■ Provided text:
────
Frequently Asked Questions (FAQ)
- Does this taste a lot like pumpkin?
- No, the pumpkin flavor is subtle. It primarily adds a beautiful color, a slight sweetness that complements the sharp cheese, and an incredibly creamy texture.
- Can I make this ahead of time?
- You can make the cheese sauce a day in advance. Store it in the refrigerator and reheat it gently on the stovetop, adding a splash of milk to loosen it, before stirring in freshly cooked pasta.
- How do I store leftovers?
- Store leftovers in an airtight container in the refrigerator for up to 4 days. Reheat in the microwave or on the stovetop with a splash of milk to restore its creaminess.
Serving Suggestions
- This pumpkin mac and cheese is a fantastic main course on its own, served hot and fresh. It’s also a show-stopping side dish for a Thanksgiving or holiday dinner. For a crunchy texture, top it with toasted breadcrumbs or crispy fried sage leaves.

Baked Pumpkin Mac and Cheese
Equipment
- Large pot
- Whisk
- 9×13-inch casserole dish
- Oven
Ingredients
- 16 ounces macaroni or short pasta
- 2 tablespoons unsalted butter
- 2 tablespoons all-purpose flour
- 1 cup milk (dairy or unsweetened plant-based)
- 16 ounces cheddar cheese, sharp preferred
- 15 ounces pumpkin puree (1 can)
────
■ Data to examine:
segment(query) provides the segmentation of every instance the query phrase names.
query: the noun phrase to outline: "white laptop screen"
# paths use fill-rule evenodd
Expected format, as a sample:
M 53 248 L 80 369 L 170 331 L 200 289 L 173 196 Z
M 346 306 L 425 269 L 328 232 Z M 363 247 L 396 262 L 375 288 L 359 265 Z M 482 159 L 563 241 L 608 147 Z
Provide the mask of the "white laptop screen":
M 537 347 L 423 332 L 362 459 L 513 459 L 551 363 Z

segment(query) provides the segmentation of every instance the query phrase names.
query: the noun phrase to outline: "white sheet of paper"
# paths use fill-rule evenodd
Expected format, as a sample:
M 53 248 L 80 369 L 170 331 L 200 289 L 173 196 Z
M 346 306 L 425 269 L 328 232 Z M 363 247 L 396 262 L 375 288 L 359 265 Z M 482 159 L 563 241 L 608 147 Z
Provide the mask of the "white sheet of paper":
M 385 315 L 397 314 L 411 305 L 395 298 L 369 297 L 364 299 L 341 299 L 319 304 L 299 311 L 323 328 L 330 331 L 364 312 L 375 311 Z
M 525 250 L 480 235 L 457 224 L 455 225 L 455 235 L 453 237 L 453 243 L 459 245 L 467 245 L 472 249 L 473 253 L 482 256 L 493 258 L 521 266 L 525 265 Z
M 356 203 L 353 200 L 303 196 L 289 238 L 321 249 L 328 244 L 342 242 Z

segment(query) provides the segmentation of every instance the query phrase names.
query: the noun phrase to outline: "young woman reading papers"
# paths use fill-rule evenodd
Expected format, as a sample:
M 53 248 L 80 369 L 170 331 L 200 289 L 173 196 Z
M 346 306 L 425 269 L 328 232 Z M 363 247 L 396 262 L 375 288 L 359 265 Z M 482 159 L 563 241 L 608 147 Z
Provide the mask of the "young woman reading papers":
────
■ Instructions:
• a. Answer these from the pumpkin mac and cheese recipe:
(i) How long can leftovers be kept in the refrigerator?
(ii) What size casserole dish does the equipment list call for?
(iii) How much pumpkin puree does the ingredient list require?
• b. Render this sentence from the pumpkin mac and cheese recipe in Spanish: "For a crunchy texture, top it with toasted breadcrumbs or crispy fried sage leaves."
• c. Carry on the pumpkin mac and cheese recipe past its last line.

■ Per-task answers:
• a.
(i) Up to 4 days, in an airtight container.
(ii) A 9×13-inch casserole dish.
(iii) 15 ounces, which is 1 can.

• b. Para una textura crujiente, cúbrelo con pan rallado tostado u hojas de salvia fritas y crujientes.

• c.
- 1/2 teaspoon garlic powder
- 1/4 teaspoon nutmeg
- 1/4 teaspoon black pepper
- 1/4 ounce fresh sage, for garnish (optional)
Instructions
- Preheat oven to 350°F. Cook macaroni al dente according to package instructions. Drain and set aside.
- In a large pot over medium heat, melt butter. Add flour and whisk until combined into a roux.
- Gradually whisk in the milk. Set aside 1/2 cup of cheese for topping. Stir in remaining cheese, pumpkin puree, garlic powder, nutmeg, and black pepper. Cook until cheese is fully melted and sauce is thickened.
- Add cooked macaroni to the cheese sauce and stir to coat. Transfer mixture to a 9×13-inch casserole dish. Sprinkle with reserved cheese.
- Bake for 10 minutes. Switch oven to broil and cook until the top is browned, watching closely to avoid burning.
- Remove from oven, garnish with fresh sage if desired, and serve hot.